TEXT BLOCK:
----

Jennifer Demba -- Truist -- Analyst

Alright. I will let the others hop in. Thanks.

Operator

The next question today will come from Dave Rochester with Compass Point. Please go ahead.

Dave Rochester -- Compass Point -- Analyst

Hey. Good morning, guys.

Kevin J. Hanigan -- President, Chief Operating Officer and Director

Good morning.

Dave Rochester -- Compass Point -- Analyst

Saw the loan growth ex PP and the Warehouse this quarter, that was definitely stronger than the recent trend of what we were looking for this quarter. And I know this has been one of the major concerns surrounding the stock recently as to what those trends could look like this year? So just wondering, how does the loan pipeline look heading into 3Q ex that Warehouse since you just talked about that? And what are you thinking regarding the runoff that's left in that structured CRE book? I think you mentioned it was about $400 million left to go back in April. Thanks.

Kevin J. Hanigan -- President, Chief Operating Officer and Director

Yes. This is Kevin again. Pipelines look more robust than they have in quite some time. And I would tell you that in our earlier calls, we didn't think we'd see growth until the second half of the year. And fortunately, some of that pulled through and gave us a second quarter where we had a bit of loan growth, 3.7%, but we really were thinking that, that was going to show up as soon as it did, and it's continued into the first month of the Q3 here.

It's actually been pretty solid, running at a better pace than it did in Q2 so far. And I think as we look at the pipeline and number of deals that are in the pipeline to close, I haven't seen it like this in a number of quarters. And it's -- I'm probably more encouraged by it than I've been in quite some time. Things are active.

David E. Zalman -- Senior Chairman and Chief Executive Officer

I'd also add, Dave, when Randy was talking to a while go, I heard one thing, and I don't know if you said the right thing, but the average monthly new loan production for the quarter ended 6/30/21 was $641 million. We're modest at $641,000. So that's a pretty good number for us. So...

Kevin J. Hanigan -- President, Chief Operating Officer and Director

Yes. And in structured CRE, that portfolio is down to about $1 billion. In Q2, there was about $250 million in runoff. So to produce some loan growth in the face of $250 million in runoff in that in the quarter is an accomplishment in its own right. I think it will pare back a little bit, but I wouldn't be surprised if we saw another $150 million to $200 million runoff in Q3. But as I say, when I look at the pipeline, I'm pretty encouraged that we're going to be able to face that headwind and still put up some pretty decent numbers in Q3.

David E. Zalman -- Senior Chairman and Chief Executive Officer

Yes, really, If you took out the structured CRE and just if we wouldn't have had the runoff in the structured CRE or participated more in that, I mean, our numbers would have probably been double digit for the most part.

Randy D. Hester -- Senior Executive Vice President and Chief Lending Officer

And we....

Dave Rochester -- Compass Point -- Analyst

Are you thinking that, that -- go ahead.

Randy D. Hester -- Senior Executive Vice President and Chief Lending Officer

I'd say we have a good number of loans on the books right now that are funding up that are past the pipeline stage. The loans should fund up, and that will help us over the next quarters.

Kevin J. Hanigan -- President, Chief Operating Officer and Director

Dave, another way to think about it on structured CRE, I think there's going to be a $400 million or $500 million of that remaining $1 billion that sticks with us.

----

PROVIDED INFORMATION:

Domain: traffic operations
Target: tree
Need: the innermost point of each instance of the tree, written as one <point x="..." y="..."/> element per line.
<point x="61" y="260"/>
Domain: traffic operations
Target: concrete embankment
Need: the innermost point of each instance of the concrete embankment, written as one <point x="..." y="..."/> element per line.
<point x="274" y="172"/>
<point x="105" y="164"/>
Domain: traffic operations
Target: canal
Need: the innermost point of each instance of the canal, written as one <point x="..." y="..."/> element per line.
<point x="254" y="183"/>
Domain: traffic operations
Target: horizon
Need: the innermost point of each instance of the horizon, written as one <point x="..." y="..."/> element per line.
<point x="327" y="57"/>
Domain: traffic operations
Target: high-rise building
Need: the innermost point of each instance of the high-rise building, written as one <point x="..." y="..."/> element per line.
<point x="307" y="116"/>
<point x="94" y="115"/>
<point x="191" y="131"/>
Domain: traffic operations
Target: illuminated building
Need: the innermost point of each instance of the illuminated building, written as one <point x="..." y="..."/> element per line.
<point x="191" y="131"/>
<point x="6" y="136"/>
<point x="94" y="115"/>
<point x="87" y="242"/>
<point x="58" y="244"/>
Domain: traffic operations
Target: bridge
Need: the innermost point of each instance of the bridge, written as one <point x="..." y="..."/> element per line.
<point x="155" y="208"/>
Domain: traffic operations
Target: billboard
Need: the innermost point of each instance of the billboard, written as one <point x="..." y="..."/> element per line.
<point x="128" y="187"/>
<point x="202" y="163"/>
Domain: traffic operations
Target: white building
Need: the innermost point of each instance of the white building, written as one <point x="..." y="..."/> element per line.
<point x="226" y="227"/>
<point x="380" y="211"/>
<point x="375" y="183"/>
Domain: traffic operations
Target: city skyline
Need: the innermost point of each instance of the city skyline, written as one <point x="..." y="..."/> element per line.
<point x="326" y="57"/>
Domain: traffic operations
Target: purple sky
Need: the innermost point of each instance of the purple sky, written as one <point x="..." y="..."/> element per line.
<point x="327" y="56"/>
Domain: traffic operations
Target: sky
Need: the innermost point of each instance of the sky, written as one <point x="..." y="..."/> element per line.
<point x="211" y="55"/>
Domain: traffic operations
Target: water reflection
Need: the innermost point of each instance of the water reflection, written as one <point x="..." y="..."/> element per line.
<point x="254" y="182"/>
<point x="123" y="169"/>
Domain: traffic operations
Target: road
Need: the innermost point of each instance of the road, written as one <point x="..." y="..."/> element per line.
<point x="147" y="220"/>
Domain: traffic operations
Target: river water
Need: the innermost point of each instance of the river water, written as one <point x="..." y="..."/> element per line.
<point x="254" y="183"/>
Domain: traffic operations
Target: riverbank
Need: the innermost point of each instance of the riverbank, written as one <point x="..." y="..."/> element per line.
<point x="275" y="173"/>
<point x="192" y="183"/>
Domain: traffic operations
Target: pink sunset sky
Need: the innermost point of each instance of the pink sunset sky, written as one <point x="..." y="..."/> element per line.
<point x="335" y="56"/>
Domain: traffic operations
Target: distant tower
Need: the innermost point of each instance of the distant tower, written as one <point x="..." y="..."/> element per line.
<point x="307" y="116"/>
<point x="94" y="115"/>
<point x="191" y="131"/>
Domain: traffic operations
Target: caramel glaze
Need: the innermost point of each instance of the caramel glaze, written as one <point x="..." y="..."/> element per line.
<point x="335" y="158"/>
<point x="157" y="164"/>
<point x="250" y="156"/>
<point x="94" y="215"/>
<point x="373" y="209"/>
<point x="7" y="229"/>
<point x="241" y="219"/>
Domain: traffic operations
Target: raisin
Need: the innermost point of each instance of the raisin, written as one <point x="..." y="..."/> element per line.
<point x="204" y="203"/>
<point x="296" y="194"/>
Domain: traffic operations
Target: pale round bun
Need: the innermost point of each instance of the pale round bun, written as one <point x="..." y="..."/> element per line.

----

WORK REQUEST 1: Retype the part of the earnings call transcript starting with "Jennifer Demba -- Truist" and going on through "Good morning, guys.".
WORK REQUEST 2: Turn the paragraph of the earnings call transcript that begins "Yes. And in structured CRE" into a short bulleted list that keeps its main facts.
WORK REQUEST 3: Summarize the earnings call transcript in three sentences.

SOLUTION 1:
Jennifer Demba -- Truist -- Analyst

Alright. I will let the others hop in. Thanks.

Operator

The next question today will come from Dave Rochester with Compass Point. Please go ahead.

Dave Rochester -- Compass Point -- Analyst

Hey. Good morning, guys.

SOLUTION 2:
- The structured CRE portfolio is down to about $1 billion.
- About $250 million ran off in Q2, so producing loan growth that quarter was an accomplishment.
- Runoff should pare back a little, but another $150 million to $200 million could run off in Q3.
- The pipeline is encouraging enough to expect fairly decent Q3 numbers despite that headwind.

SOLUTION 3: Dave Rochester of Compass Point asked how the loan pipeline looked heading into Q3, excluding the Warehouse, and how much runoff was left in the structured CRE book. Kevin J. Hanigan said pipelines were more robust than they had been in quite some time, that Q2 brought loan growth of 3.7%, and that growth had continued into the first month of Q3 at a better pace. Hanigan also said the structured CRE portfolio was down to about $1 billion after about $250 million of runoff in Q2, that another $150 million to $200 million could run off in Q3, and that $400 million or $500 million of the remaining $1 billion would likely stay.